▶ Exercices écrits:
a - D'après la biographie de Du Bois, quelle université intègre-t-il après ses études au lycée ?
b - Affichez chaque ligne des enregistrements qui contient le mot "brown".

▶ Texte source:

- - - -

W.E.B. Du Bois (1868-1963) est l’un des intellectuels afro-américains les plus importants de l’histoire.
Par Sandro CAPO CHICHI / Nofipédia
William Edward Burghardt Du Bois naît le 23 février 1868 à Great Barrington, Massachussets. Il est le fils de Marie Silvina (née Burghardt) et d’Alfred Du Bois. Ce dernier a rapidement quitté son fils et son épouse. Il grandit à Great Barrington au sein d’une population principalement blanche et relativement tolérante envers son statut de mulâtre, terme utilisé à l’époque pour désigner les Américains aux origines très visiblement européennes et africaines. Devant ses brillantes études au lycée et ses capacités intellectuelles remarquées, il intègre l’Université noire de Fisk à Nashville dans le Tennessee grâce à des fonds levés par l’église de Barrington. Il y reste trois ans, découvrant le racisme du sud, n’ayant été contraint d’abolir l’esclavage que vingt ans auparavant. Il y obtient toutefois son premier diplôme, l’équivalent d’une licence avant de revenir dans le Massachussets et étudier dans la prestigieuse université d’Harvard. Après une autre licence emportée avec les honneurs, il poursuit ses études à Berlin en Allemagne où il est moins confronté à la ségrégation en vigueur aux Etats-Unis. Après des études en sociologie et en philosophie, il devient après son retour le premier Afro-Américain à obtenir un doctorat de l’Université d’Harvard pour une thèse en histoire sur ‘La suppression de la traite des esclaves africains aux Etats-Unis’ publiée en 1896.

- - - -

▶ Données extraites:
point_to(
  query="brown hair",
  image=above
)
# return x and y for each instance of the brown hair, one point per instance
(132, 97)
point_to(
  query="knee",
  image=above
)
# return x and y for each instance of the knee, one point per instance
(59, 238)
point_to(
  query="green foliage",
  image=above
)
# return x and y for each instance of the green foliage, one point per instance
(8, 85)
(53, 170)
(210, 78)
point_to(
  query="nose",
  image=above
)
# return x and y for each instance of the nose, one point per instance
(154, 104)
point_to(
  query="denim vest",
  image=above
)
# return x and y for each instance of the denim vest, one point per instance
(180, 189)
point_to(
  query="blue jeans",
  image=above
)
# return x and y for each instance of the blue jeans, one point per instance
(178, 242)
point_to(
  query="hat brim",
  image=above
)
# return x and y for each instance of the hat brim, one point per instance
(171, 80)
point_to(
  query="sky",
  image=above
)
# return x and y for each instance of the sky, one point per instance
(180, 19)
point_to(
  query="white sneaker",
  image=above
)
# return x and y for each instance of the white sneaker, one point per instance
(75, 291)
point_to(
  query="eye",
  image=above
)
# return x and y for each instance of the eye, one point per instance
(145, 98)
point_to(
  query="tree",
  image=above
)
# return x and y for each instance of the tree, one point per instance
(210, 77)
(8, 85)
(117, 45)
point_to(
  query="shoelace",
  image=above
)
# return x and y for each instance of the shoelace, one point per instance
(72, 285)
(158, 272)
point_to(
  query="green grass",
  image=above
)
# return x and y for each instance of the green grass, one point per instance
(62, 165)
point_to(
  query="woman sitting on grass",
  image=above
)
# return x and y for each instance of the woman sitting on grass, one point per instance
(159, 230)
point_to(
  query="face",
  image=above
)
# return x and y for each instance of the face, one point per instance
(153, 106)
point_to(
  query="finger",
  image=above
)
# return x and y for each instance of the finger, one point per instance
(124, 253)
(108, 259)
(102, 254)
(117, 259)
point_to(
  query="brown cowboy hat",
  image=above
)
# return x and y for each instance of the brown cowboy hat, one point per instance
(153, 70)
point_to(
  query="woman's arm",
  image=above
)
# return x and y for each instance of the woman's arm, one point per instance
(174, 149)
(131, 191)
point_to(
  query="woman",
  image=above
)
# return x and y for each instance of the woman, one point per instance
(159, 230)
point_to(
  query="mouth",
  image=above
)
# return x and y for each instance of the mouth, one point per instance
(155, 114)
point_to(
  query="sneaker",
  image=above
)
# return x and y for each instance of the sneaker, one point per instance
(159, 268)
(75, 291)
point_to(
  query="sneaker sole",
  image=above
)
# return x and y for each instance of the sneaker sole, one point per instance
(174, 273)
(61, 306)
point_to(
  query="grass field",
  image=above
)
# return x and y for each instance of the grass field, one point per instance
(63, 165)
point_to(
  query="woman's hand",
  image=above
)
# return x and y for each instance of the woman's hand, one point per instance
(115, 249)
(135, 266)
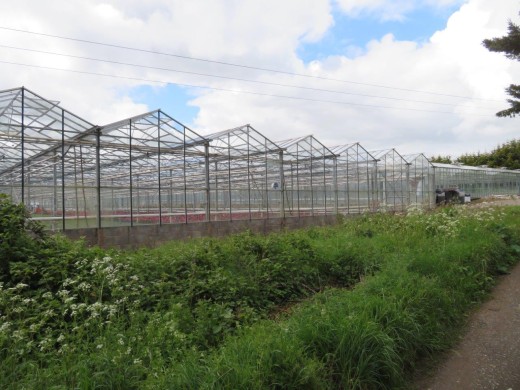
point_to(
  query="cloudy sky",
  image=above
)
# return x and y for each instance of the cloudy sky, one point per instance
(407, 74)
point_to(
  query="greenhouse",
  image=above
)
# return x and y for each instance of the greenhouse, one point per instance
(152, 170)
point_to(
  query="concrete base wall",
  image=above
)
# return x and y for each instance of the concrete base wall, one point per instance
(127, 237)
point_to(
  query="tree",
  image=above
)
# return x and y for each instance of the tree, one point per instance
(510, 46)
(506, 155)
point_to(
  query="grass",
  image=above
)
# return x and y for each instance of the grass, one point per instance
(356, 305)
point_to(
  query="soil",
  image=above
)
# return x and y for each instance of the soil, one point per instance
(488, 356)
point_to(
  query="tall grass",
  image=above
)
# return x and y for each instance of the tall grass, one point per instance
(350, 306)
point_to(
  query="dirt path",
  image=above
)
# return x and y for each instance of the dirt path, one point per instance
(488, 357)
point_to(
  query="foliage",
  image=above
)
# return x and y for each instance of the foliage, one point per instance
(248, 311)
(510, 46)
(20, 237)
(506, 155)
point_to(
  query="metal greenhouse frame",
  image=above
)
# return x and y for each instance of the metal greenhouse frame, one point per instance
(151, 170)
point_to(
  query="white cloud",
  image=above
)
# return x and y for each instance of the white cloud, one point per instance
(386, 10)
(267, 34)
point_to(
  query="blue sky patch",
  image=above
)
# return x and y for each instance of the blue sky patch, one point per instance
(172, 99)
(348, 33)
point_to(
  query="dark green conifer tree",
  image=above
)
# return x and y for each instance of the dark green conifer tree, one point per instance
(510, 46)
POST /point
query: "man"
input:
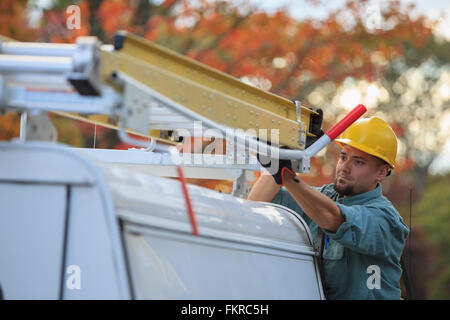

- - - -

▶ Corrigé détaillé:
a - L'Université noire de Fisk, à Nashville dans le Tennessee.

b -
  query="brown hair",
# return x and y for each instance of the brown hair, one point per instance
  query="brown cowboy hat",
# return x and y for each instance of the brown cowboy hat, one point per instance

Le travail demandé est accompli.